===== Records to process =====

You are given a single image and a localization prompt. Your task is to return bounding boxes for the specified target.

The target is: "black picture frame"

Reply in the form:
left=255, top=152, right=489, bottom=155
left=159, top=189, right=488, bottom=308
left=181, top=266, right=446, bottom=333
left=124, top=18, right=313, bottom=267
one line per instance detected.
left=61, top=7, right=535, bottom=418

=====

§ What the task requires: Rescale the material above by copying every line, requests included. Multiply each bounding-box coordinate in the answers by 0.75 and round to a whole number, rounding halves up, but leave the coordinates in the sample reply format unchanged.

§ Right answer:
You are given a single image and a localization prompt. Your task is to return bounding boxes for the specified target.

The target is: "black picture frame"

Reply in the form:
left=255, top=152, right=489, bottom=155
left=159, top=189, right=488, bottom=308
left=181, top=266, right=446, bottom=333
left=124, top=18, right=313, bottom=267
one line per instance detected.
left=46, top=5, right=401, bottom=314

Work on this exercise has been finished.